BEGIN MATERIAL SUPPLIED
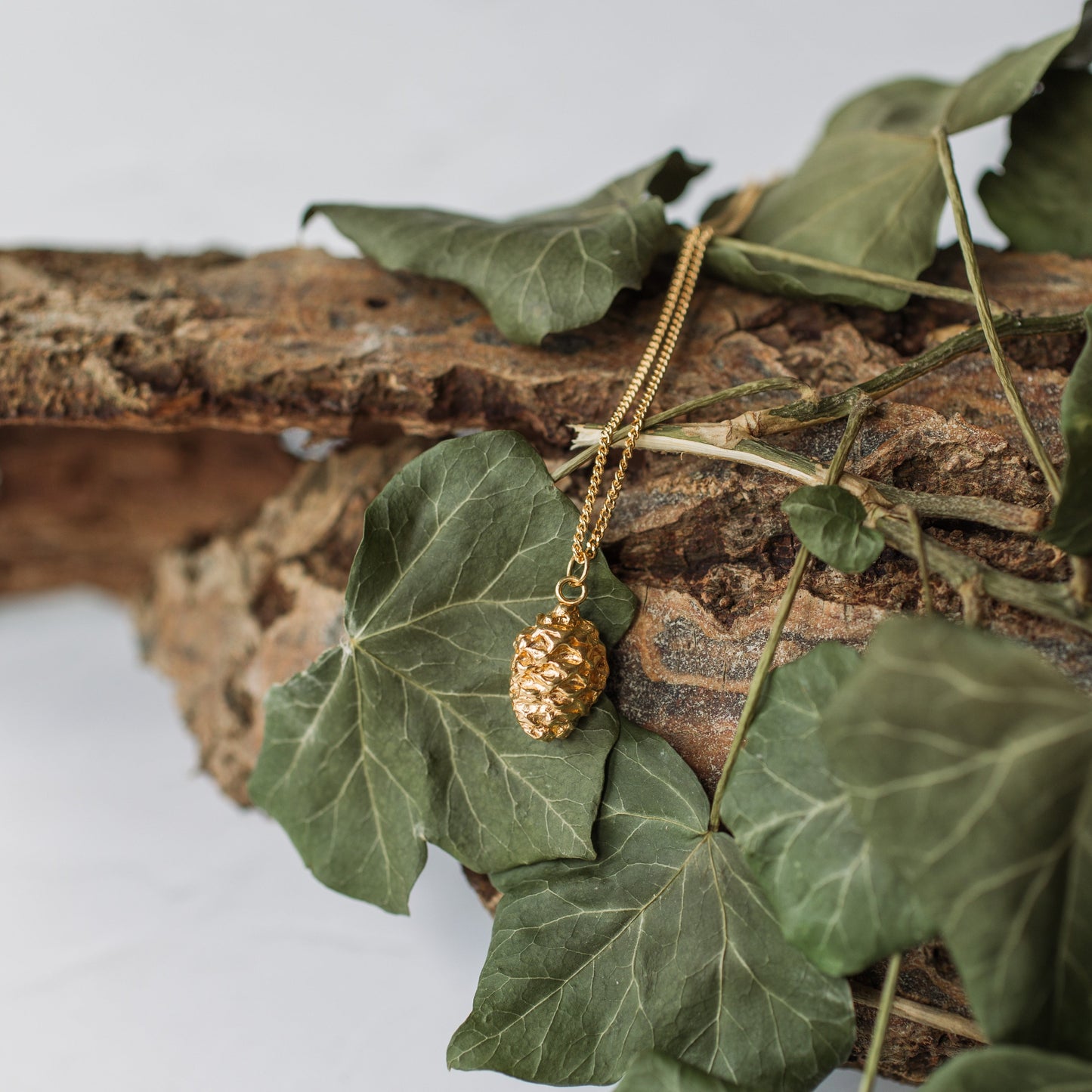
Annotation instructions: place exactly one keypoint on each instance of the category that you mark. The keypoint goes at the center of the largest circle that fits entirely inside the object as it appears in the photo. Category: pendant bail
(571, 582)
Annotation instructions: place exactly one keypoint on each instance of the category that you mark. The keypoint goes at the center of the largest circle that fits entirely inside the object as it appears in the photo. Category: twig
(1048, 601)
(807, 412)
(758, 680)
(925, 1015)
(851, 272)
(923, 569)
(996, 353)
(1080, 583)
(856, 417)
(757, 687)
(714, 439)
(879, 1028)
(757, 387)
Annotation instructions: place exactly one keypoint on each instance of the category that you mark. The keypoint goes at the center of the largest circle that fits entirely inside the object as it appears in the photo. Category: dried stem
END MATERIAL SUPPLIED
BEGIN MATERIAL SUPPLIED
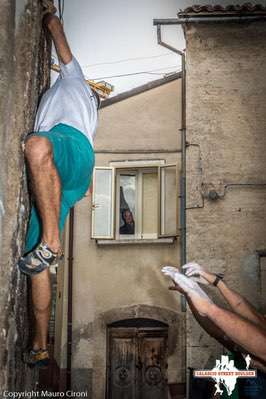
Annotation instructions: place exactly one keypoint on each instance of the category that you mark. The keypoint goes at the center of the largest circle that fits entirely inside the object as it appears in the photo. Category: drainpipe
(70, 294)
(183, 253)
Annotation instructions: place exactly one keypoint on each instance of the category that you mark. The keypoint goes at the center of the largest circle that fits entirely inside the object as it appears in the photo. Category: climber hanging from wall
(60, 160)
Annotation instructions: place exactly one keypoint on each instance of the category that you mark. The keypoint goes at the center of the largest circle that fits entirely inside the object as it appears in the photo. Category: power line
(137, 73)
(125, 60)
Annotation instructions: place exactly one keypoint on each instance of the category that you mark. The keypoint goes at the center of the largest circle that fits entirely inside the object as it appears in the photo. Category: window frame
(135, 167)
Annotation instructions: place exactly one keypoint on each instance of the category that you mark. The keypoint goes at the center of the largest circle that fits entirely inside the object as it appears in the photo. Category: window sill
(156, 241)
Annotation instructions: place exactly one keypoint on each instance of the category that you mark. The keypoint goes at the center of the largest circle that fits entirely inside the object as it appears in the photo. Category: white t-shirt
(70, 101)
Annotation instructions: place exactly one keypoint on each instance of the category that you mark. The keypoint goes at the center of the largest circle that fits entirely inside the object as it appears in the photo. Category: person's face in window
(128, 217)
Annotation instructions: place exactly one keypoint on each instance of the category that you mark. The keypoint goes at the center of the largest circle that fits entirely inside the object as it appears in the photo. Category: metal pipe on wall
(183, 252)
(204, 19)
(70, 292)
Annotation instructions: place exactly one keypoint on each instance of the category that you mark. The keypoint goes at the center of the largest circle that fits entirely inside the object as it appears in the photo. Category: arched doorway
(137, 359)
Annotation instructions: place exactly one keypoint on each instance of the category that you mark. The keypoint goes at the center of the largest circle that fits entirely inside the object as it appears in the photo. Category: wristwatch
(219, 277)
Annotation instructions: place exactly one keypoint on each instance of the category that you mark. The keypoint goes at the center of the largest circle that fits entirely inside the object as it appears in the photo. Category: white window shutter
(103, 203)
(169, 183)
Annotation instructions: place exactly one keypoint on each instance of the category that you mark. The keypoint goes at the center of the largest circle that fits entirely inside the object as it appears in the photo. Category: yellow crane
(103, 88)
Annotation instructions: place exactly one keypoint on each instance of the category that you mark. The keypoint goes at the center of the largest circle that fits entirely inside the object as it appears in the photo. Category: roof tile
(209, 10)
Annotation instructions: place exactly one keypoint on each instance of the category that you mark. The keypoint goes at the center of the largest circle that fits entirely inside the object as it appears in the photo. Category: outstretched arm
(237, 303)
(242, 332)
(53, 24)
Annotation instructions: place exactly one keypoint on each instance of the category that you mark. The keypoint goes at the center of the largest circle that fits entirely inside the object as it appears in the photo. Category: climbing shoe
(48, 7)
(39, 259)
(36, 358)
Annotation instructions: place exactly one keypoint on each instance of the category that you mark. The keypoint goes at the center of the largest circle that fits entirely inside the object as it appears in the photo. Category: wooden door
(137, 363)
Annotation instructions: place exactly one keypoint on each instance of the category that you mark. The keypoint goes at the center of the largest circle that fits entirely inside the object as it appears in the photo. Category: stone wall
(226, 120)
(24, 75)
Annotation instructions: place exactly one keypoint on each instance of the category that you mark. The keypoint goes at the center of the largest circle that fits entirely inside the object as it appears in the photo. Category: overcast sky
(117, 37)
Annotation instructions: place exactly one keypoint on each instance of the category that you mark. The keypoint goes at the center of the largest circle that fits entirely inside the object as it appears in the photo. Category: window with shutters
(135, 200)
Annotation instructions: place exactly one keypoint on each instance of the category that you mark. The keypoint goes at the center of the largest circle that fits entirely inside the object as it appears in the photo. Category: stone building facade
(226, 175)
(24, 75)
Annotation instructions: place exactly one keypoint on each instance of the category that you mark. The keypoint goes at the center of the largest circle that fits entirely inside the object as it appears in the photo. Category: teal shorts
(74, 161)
END MATERIAL SUPPLIED
BEGIN MATERIAL SUPPLIED
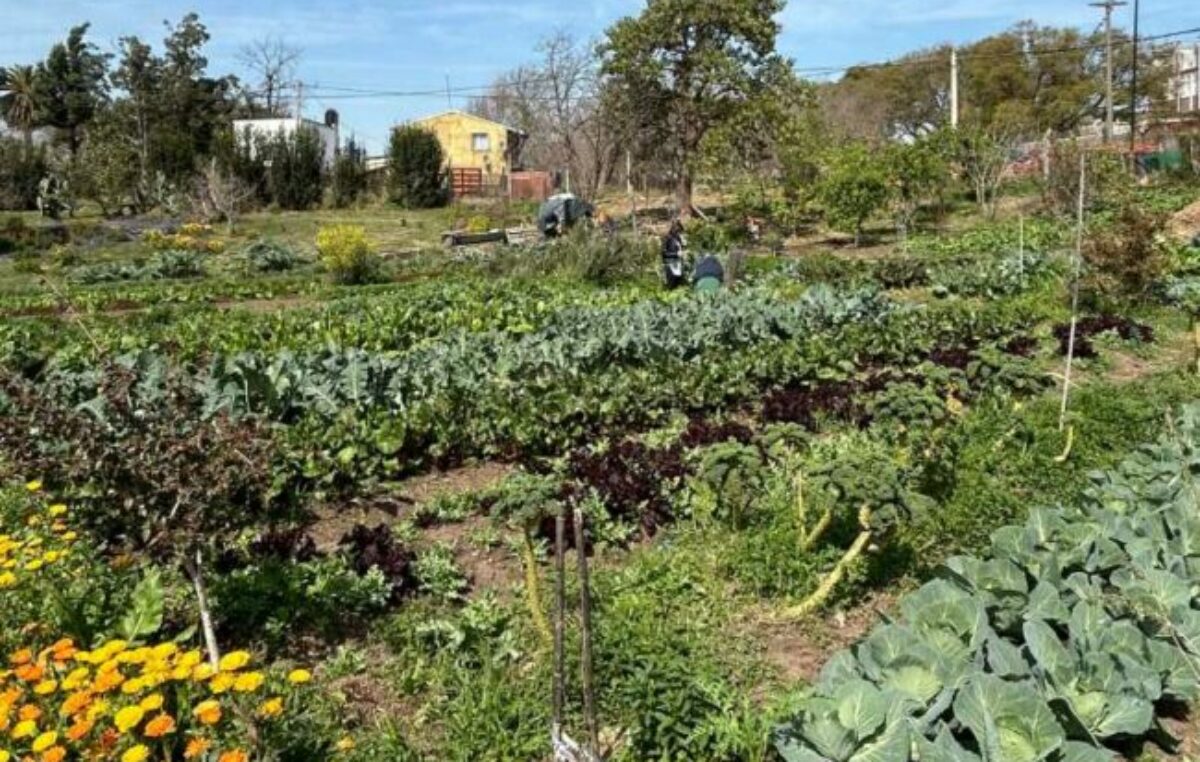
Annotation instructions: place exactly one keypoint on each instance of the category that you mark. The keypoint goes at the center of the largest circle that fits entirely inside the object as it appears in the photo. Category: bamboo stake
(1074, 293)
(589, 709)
END MATERIAL SUPPLIED
- ASSIGNMENT
Look above for the line with "Category: pendant bail"; retype exactly that line, every line after it up to the line with "Category: dried stem", and that line too, nothing else.

- ANSWER BELOW
Annotation instructions: place exactly one keypoint on each instance of the category that you mark. The keypoint goes at the center of the largest circle that fits entirely inside the object as it appears in the photo. Category: pendant bail
(571, 582)
Annotation instructions: place exactly one keypoint on each instance of the category that you mark. The keypoint goes at the center of the largest circle that fits entirely inside the object as it appears in the photo. Category: twig
(1048, 601)
(807, 412)
(758, 680)
(925, 1015)
(851, 272)
(923, 569)
(996, 353)
(1080, 583)
(856, 417)
(757, 687)
(714, 439)
(879, 1028)
(757, 387)
Annotation instructions: place exactly one keypoint on each instance of the category that you mark. The keypoint goes at the center of the largest circle that fits entirely inside the object as it appears in the photo. Category: dried stem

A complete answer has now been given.